Your answer consists of the lines in the data that contain "tail". Copy each of them.

━━━ RECORDS PROVIDED ━━━

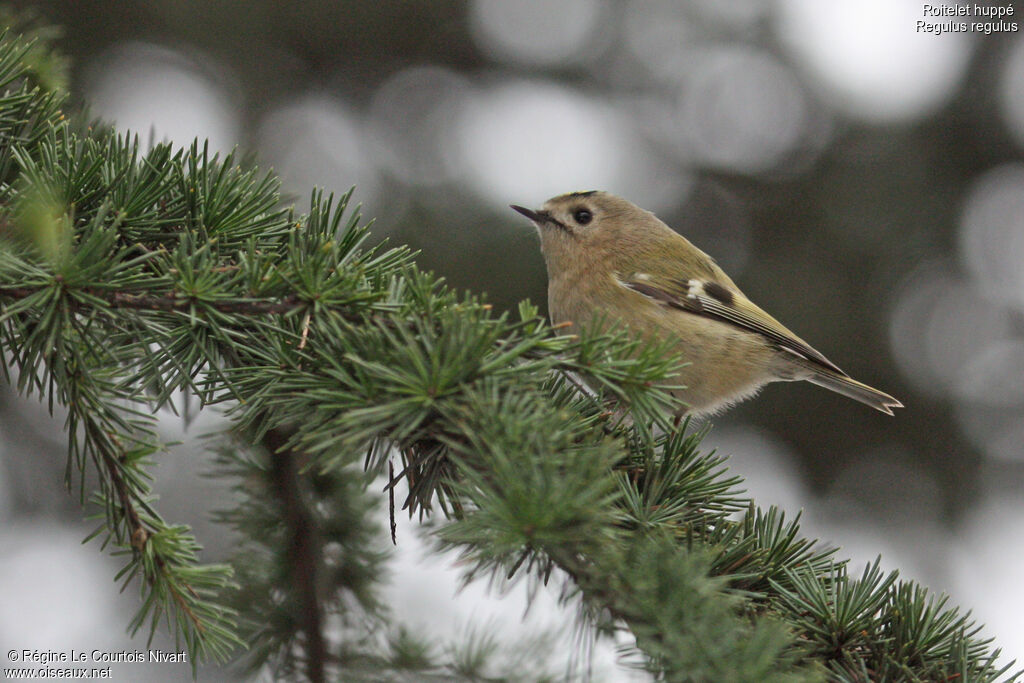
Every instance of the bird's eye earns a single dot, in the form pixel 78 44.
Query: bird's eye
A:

━━━
━━━ RECORDS PROVIDED ━━━

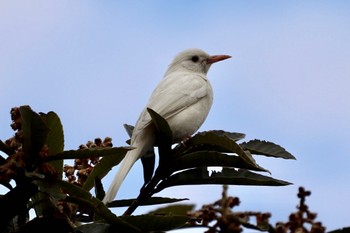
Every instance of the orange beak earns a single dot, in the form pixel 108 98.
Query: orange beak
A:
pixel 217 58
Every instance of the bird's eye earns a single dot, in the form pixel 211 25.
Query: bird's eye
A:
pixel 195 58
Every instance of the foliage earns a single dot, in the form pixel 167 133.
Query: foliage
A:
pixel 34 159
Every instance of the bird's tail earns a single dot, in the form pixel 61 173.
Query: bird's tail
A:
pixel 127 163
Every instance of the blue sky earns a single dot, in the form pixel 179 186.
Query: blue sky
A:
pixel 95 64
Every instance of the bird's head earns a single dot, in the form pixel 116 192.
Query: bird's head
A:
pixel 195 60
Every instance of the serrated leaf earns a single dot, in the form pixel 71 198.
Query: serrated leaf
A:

━━━

## REPLY:
Every instance of the bird's tail earns a single dot, in the form pixel 61 173.
Query: bird's tail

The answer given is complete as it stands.